**Exercise objective:** Reproduce the items below with every "keypoint" renamed to "anchor point" and nothing else altered, leaving the pictures out of your copy.
# Start of Data provided
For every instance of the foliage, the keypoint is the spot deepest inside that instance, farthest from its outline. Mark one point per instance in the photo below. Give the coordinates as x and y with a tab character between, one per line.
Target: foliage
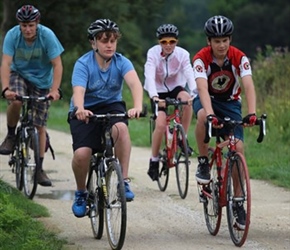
18	229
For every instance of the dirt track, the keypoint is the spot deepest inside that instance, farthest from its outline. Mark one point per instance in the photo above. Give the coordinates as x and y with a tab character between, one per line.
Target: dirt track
# End of Data provided
**Answer to this problem:**
For every instance of the foliage, the anchor point is the spot deepest inside that instance, farthest from its outline. Mark one point per instance in the photo below. Give the coordinates as x and y with a tab character between, one per line.
Target: foliage
18	229
For every instance of the dirt track, the anchor point is the spot deepest inside that instance, farthest from its outline. Mark one point per instance in the photo above. Give the coordinates as x and y with a tab character between, one per line.
Target: dirt track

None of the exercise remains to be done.